*EXERCISE*: The records must be repeated exactly and in their entirety.

BEGIN DATA TO PROCESS

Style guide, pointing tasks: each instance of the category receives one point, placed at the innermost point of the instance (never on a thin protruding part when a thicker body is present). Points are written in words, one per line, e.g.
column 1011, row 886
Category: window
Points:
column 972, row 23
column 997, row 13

END DATA TO PROCESS

*ANSWER*:
Style guide, pointing tasks: each instance of the category receives one point, placed at the innermost point of the instance (never on a thin protruding part when a thicker body is present). Points are written in words, one per line, e.g.
column 1011, row 886
Category: window
Points:
column 972, row 23
column 997, row 13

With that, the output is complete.